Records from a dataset
◇ ◇ ◇ ◇ ◇

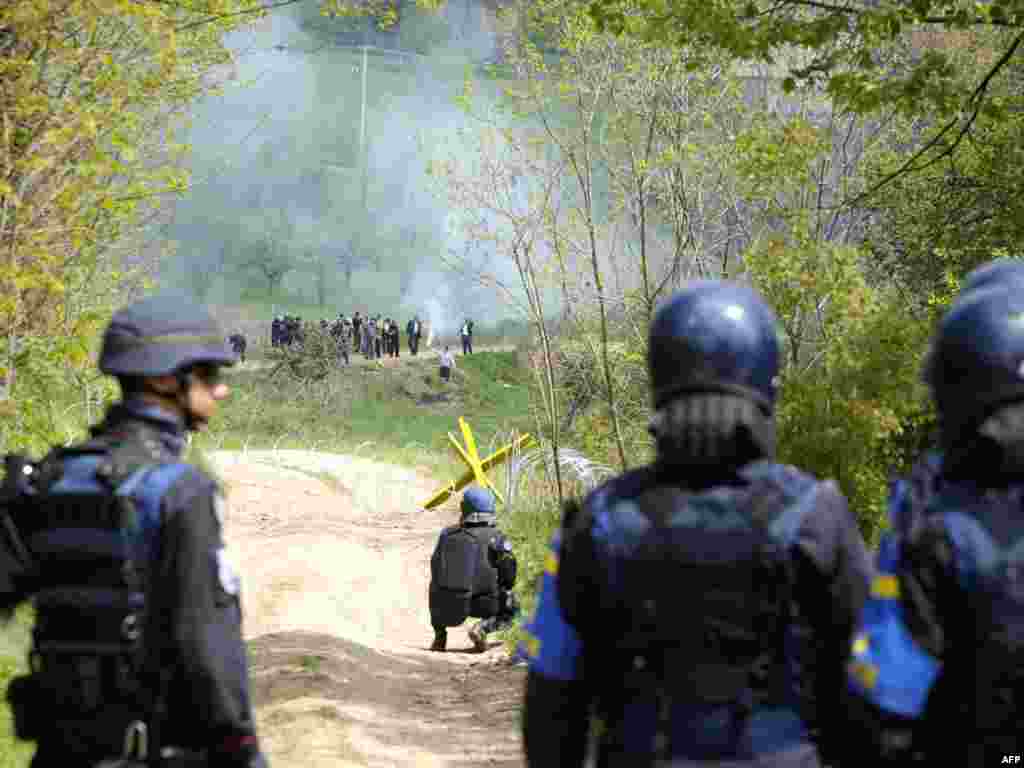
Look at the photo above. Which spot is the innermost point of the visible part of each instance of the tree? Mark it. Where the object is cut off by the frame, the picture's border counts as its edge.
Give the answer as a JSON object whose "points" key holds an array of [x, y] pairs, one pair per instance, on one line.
{"points": [[90, 95], [505, 197]]}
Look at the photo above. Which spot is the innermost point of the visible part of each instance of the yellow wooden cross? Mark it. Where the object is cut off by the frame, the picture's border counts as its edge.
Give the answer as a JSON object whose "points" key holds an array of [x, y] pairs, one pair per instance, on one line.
{"points": [[477, 467]]}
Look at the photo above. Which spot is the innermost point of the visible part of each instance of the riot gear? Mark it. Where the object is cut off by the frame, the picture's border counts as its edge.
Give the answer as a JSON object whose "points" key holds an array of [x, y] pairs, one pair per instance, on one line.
{"points": [[714, 337], [160, 336], [977, 359]]}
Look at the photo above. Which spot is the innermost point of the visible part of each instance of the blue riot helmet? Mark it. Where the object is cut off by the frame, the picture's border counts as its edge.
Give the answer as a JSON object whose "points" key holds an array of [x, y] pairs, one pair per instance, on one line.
{"points": [[478, 507], [715, 336], [976, 363], [162, 335], [997, 271]]}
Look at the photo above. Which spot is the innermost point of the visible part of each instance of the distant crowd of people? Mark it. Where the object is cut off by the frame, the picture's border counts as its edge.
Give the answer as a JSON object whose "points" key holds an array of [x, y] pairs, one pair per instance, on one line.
{"points": [[372, 336]]}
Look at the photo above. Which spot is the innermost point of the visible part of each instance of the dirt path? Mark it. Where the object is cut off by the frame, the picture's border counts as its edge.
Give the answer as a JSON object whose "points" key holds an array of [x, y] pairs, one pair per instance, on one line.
{"points": [[334, 554]]}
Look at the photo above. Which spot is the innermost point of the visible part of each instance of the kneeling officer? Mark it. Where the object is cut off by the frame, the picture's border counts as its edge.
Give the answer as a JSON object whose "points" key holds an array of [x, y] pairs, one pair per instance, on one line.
{"points": [[472, 572], [137, 657]]}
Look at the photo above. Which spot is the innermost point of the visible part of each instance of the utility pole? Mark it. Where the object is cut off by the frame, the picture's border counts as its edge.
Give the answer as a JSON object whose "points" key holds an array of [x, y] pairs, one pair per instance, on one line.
{"points": [[364, 154]]}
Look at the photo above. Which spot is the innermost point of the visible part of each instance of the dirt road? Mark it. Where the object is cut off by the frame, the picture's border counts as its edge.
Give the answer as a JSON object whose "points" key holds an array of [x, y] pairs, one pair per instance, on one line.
{"points": [[334, 554]]}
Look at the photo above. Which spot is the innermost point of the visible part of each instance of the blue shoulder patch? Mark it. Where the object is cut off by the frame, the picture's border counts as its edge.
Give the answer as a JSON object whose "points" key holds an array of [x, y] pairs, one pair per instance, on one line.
{"points": [[146, 487]]}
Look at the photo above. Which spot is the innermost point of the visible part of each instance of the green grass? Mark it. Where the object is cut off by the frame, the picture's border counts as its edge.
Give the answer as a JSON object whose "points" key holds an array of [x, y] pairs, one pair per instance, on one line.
{"points": [[13, 645], [399, 415]]}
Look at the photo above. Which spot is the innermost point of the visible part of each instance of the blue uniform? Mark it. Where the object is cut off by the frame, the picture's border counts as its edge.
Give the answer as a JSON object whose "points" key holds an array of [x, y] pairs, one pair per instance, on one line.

◇ ◇ ◇ ◇ ◇

_The task_
Convert every line of the records above into a numbered list and omit any blank lines. Leave the pictures out.

_Full answer_
1. Look at the photo above. Which spot is the innermost point of the visible part of each instance of the tree? Mark it. Where the object is cut off by the frame, the picture's border counts as its edge.
2. Give the answer as a JSON object whose "points" key holds an array of [x, y] pairs, one pair per instance, on one line.
3. {"points": [[90, 95], [505, 197]]}
4. Look at the photo above. Which spot is the innermost point of the visible part of each instance of the yellow wooden cross? Mark it. Where the object is cut off by the frame, the picture's border counts as its edge.
5. Give the answer as a JSON object whose "points" key holds an array of [x, y] pairs, one pair per instance, on one line.
6. {"points": [[477, 467]]}
7. Look at the photo above. Which spot is the innermost point of the visible part of each instance of the riot gear? Mark it. Where the object is cut off by the frame, the picture's border counts as its edge.
8. Give the answer as a JSON object whose "points" key holds an array of [x, y] pairs, one pair per instance, on one line.
9. {"points": [[714, 337], [160, 336], [977, 359]]}
10. Look at the photo above. Which spot is the innermost point of the visible part of each instance of the blue riot helmet? Mark it. Where the object is cut off by the frame, the picture's border counts as its edge.
11. Give the answer as a JSON object whose "points" key holds an array of [x, y] pairs, one pair per instance, on one line.
12. {"points": [[478, 507], [715, 336], [976, 363], [162, 335], [997, 271]]}
13. Look at the photo above. Which spot is the innermost point of the visible part of each instance of the distant crowd of people? Mark it. Where the object is cut off by the frame, the picture's border counts as its edge.
14. Give the answer as a JSON object whose "points" key holds an array of [x, y] pairs, one pair per instance, on one line.
15. {"points": [[372, 336]]}
16. Look at the photo above. Which spot is the innermost point of the visible part of each instance of the dirt path? Mark it. Where the object is cut off by the frame, the picture's border counts as its edge.
17. Give the answer as a JSON object whose "points" key holds an array of [x, y] pairs, one pair per instance, on one line.
18. {"points": [[334, 554]]}
19. Look at the photo above. Which spot is the innermost point of the visible part of each instance of the kneeling officer? Mark it. Where the object is cut off by the frame, the picture's border counts as its edge.
20. Give the answer as a JSON object whose "points" key holds an array of [x, y] pairs, one pair per instance, on one line.
21. {"points": [[472, 572], [137, 657]]}
22. Look at the photo above. Which spot is the innermost point of the visible part of each instance of the utility pole? Mark it. Where the object is cut off by the frame, the picture's border counts as its edge.
23. Give the answer as a JSON object whose "points" key holds an array of [x, y] pairs, one pair per instance, on one line.
24. {"points": [[364, 154]]}
25. Look at the photo above. Which spot is the innermost point of the visible part of each instance of the dirt road? Mark it. Where the object is cut off by the frame, the picture's border counts as its edge.
26. Give the answer as a JSON object whose "points" key holds an array of [x, y] pairs, one pair per instance, on one line.
27. {"points": [[334, 554]]}
28. Look at the photo above. Which spot is the innermost point of the visible part of each instance of the blue shoulder patch? Mark it. Where the object is cut off by the frame, the picture's border counts as its edge.
29. Give the answer as a JSON object whose "points" key holds an array of [x, y] pairs, one pair per instance, on one line.
30. {"points": [[146, 487]]}
31. Look at the photo above. Which spot is the innermost point of the visible part of each instance of the green grass? Mark it. Where the object is cut off by the frame, the picture's border counts as its edge.
32. Give the answer as a JSON object whose "points" key holds an array of [x, y] pairs, one pair per instance, on one line.
33. {"points": [[13, 645], [399, 415]]}
34. Look at the photo above. Which spot is the innermost point of the visible part of each instance of the blue uniform? Mark it. Where the object is cut off by the frame, the picture's border counts as its edge.
35. Give the answer as a JSON object whose "points" key holds an array of [x, y] pairs, one pair per instance, on one line.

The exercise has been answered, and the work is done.